Start of Selected text

3. Key Contributions

1. Generalized Shear Formalism: The derivation of transformation matrices allowing for the application of pure and simple shear at arbitrary angles within periodic boundary conditions, enabling bulk material studies without surface effects.
2. Mapping Instability Lines: The ability to map "instability lines" in phase space, showing that a single rearrangement event can persist over a broad angular range (sometimes $>90^\circ$).
3. Characterization of Instability Interactions: A systematic classification of how instability lines behave as the shear angle varies:
   • Crossing: Lines can pass through one another with minimal interaction.
   • Merging/Transition: Lines can smoothly transition into one another or abruptly switch.
   • Termination: Lines can end abruptly or fade out.
4. Hysteron Scaling Laws: A detailed investigation of "hysterons" (rearrangements that undo themselves upon reversing shear) near their disappearance point, revealing specific scaling behaviors.

4. Key Results

• Persistence of Instabilities:

  • Instabilities are not isolated to specific angles; they form continuous "lines" in the $(\theta, \gamma)$ phase space.
  • A single rearrangement can persist over angular ranges exceeding $90^\circ$. This implies that the "soft spot" has an inherent $180^\circ$ symmetry, and the triggering condition depends on the projection of the strain matrix onto the feature's orientation, rather than the total strain magnitude.

• Interaction of Rearrangements:

  • Crossing: In small systems where spatial avoidance is impossible, two distinct rearrangement lines can cross. The particle displacements for the two events remain distinct, allowing them to "pass through" each other with minimal interaction.
  • Termination Modes:
    • Abrupt End: A line ends without a nearby alternative.
    • Smooth Transition: A line gradually changes into another (indicated by smooth color changes in correlation matrices).
    • Abrupt Switch: A line jumps to a different rearrangement without a large strain jump, detectable only via correlation analysis.

• Closing of Hysterons:

  • As the shear angle $\theta$ approaches the point where a hysteron disappears, the hysteresis loop width ($\gamma_h = \gamma_+ - \gamma_-$) shrinks to zero.
  • Scaling Behavior: As $\gamma_h \to 0$, the energy drop ($\Delta E$) and particle displacement norm ($\Delta r$) scale smoothly with the hysteresis width:
    • $\Delta E \propto \gamma_h^{1.55 \pm 0.04}$
    • $\Delta r \propto \gamma_h^{0.57 \pm 0.05}$
  • This scaling is intrinsic to individual rearrangements, distinct from ensemble averages.

• Path Dependence and Memory:

  • The authors demonstrated that one can circumvent an instability entirely by taking a path in phase space that goes "around" the rearrangement line (e.g., changing the angle to avoid the critical strain).
  • This confirms that identical final particle configurations can be reached via paths that include rearrangements and paths that do not, highlighting the complex topology of the energy landscape.

End of Selected text
Start of Information given

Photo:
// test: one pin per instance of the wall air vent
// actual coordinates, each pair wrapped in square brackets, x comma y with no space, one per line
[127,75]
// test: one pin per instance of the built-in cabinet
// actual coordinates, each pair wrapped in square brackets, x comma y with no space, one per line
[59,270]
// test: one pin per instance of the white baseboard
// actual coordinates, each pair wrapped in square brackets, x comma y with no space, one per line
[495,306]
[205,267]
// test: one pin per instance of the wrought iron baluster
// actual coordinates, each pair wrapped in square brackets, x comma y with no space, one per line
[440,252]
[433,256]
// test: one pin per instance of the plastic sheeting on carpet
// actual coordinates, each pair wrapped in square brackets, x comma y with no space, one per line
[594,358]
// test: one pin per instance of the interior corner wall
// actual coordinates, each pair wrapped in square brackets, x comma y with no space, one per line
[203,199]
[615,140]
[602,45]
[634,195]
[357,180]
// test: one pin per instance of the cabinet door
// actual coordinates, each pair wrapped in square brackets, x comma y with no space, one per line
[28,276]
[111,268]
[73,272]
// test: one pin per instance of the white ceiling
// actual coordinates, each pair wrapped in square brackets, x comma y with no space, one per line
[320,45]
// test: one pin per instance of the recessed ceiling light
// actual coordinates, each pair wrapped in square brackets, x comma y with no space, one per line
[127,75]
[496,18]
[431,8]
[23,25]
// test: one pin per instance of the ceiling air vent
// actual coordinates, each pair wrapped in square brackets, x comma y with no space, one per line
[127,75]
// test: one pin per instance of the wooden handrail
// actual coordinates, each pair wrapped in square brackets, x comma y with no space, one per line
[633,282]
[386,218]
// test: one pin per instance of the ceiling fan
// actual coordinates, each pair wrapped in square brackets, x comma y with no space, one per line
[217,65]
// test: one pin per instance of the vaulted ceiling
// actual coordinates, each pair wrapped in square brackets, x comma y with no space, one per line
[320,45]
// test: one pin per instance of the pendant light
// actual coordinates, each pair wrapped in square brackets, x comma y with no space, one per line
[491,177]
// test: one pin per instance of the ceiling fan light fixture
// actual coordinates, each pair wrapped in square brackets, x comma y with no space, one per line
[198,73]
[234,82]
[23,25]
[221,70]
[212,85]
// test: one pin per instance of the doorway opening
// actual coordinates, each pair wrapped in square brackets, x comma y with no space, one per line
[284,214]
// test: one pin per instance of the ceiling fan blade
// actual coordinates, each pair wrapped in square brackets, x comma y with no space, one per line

End of Information given

▶ _Problems and tasks_:
1. In the shear instabilities summary, how wide an angular range can a single rearrangement persist over?
2. Write out the shear instabilities summary starting with "3. Key Contributions" and going on through "without surface effects.", substituting "fixed angles" for "arbitrary angles".
The records aren't needed for anything here.

▶ _Answers by task_:
1. More than 90 degrees.

2.
3. Key Contributions

1. Generalized Shear Formalism: The derivation of transformation matrices allowing for the application of pure and simple shear at fixed angles within periodic boundary conditions, enabling bulk material studies without surface effects.